**DATA PROVIDED**
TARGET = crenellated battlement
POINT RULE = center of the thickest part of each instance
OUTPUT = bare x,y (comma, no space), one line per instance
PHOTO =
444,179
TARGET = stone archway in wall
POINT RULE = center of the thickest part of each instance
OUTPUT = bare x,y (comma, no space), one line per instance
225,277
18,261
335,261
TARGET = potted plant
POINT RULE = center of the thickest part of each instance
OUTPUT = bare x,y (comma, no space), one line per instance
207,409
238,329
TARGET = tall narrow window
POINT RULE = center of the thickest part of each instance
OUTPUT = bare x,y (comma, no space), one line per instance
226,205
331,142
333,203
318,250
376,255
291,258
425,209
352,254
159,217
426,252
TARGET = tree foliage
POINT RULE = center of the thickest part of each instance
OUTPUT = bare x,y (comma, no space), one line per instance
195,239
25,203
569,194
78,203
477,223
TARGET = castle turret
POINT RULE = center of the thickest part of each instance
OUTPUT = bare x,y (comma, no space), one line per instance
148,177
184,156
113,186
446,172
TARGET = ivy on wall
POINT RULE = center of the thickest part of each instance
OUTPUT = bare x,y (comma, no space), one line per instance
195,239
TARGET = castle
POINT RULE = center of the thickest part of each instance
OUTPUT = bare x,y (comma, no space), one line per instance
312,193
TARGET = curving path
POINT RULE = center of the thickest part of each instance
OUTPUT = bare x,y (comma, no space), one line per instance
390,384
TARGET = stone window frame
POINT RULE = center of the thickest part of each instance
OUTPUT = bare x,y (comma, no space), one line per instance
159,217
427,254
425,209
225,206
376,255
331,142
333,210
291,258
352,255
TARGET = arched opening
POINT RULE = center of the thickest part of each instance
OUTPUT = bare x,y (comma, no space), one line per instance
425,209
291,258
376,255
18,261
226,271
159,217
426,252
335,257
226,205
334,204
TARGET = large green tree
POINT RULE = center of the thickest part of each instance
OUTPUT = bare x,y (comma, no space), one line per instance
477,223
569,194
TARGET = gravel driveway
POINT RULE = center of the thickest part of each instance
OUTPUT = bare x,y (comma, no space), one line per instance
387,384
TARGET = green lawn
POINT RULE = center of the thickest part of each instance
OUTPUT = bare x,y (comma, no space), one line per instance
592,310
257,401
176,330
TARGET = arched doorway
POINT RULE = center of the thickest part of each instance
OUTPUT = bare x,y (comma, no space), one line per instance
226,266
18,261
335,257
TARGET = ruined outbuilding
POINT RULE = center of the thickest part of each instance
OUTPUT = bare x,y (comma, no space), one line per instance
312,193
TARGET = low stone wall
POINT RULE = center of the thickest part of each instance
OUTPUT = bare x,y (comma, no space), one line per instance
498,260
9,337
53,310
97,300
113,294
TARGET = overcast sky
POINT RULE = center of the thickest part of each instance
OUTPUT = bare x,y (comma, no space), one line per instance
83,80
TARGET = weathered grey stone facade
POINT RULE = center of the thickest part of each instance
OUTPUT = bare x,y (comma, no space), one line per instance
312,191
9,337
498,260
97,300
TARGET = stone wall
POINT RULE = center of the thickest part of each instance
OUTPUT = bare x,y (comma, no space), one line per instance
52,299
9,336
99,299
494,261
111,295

**TASK OBJECTIVE**
An exact copy of every record is needed, so retype them all.

**ANSWER BELOW**
TARGET = crenellated battlement
POINT RULE = center of the thickest part of each instance
OUTPUT = bare x,y (comma, no space), one line per instance
PHOTO =
444,179
TARGET = stone archway in wall
POINT RULE = center of the thickest part of each instance
OUTPUT = bare x,y (comma, no space), one line per instance
225,277
18,261
335,261
TARGET = potted plant
POINT RULE = center of the thickest part of each instance
OUTPUT = bare x,y (comma, no space), one line per instance
207,409
238,329
TARGET = tall narrow window
POINT RULE = center of the thickest part of each instance
OUTPUT = bare x,y (comma, no space), one line per instance
226,205
331,142
333,203
318,250
376,255
291,258
425,209
352,254
159,217
426,252
TARGET = tree foliage
POINT RULE = center of the thickest part of each instance
OUTPUT = bare x,y (comma, no space), one line per instance
195,239
25,203
569,194
78,203
477,223
TARGET = castle turret
POINT RULE = center of the thickest part of each instance
OUTPUT = bare x,y (comma, no space), one line per instance
148,177
184,156
113,186
446,172
TARGET = ivy on wall
POINT RULE = center of the thickest part of each instance
OUTPUT = bare x,y (comma, no space), one line per instance
195,239
TARGET = castle
POINT RULE = center of the thickest part of each instance
OUTPUT = bare x,y (comma, no space), one line per instance
312,193
TARGET = curving path
POINT RULE = center of the thickest part of each instance
OUTPUT = bare x,y (comma, no space), one line per instance
390,384
TARGET = stone window frame
POINT RULE = center of the thickest part of each instance
OUTPUT = bare x,y (comma, no space), one line per instance
159,217
427,254
425,209
225,206
376,255
331,142
333,210
291,258
352,255
TARGET = arched opening
POINT RULE = center of the thickest part of each instance
OUTPUT = bare x,y (comma, no space), one line per instance
425,209
291,258
376,255
18,261
226,271
159,217
426,252
335,257
226,205
334,204
TARGET = large green tree
POINT RULE = center of the thickest part of each instance
OUTPUT = bare x,y (comma, no space), one line per instance
477,223
569,194
TARGET = gravel driveway
POINT RULE = center of the thickest part of each instance
OUTPUT = bare x,y (comma, no space), one line per instance
387,384
TARGET = green lawn
POINT RULE = center of the thickest part of each instance
OUTPUT = bare x,y (comma, no space), one line per instance
592,310
257,401
176,330
TARGET = arched doorway
POINT RULE = center of the thickest part of each instance
OUTPUT = bare x,y (comma, no space), one line per instance
226,266
18,261
335,257
TARGET = ruined outbuilding
POINT RULE = center of the thickest part of each instance
OUTPUT = bare x,y (comma, no space), one line per instance
312,193
TARGET = low stone wall
POINT RULE = center of the thickest part of each instance
OUTPUT = bare x,y (comma, no space), one line per instance
498,260
9,337
53,310
97,300
113,294
TARGET = overcast sky
POINT RULE = center of the thickest part of each instance
OUTPUT = bare x,y (comma, no space), one line per instance
83,80
TARGET = weathered grey stone facade
POINT RULE = center of the thickest part of each instance
OUTPUT = bare x,y (comma, no space), one line per instance
312,191
9,337
498,260
97,300
TARGET = stone wall
POINT RULE = center of the thickest part of each instance
OUTPUT = bare x,y (comma, no space), one line per instance
52,299
9,336
99,299
494,261
111,295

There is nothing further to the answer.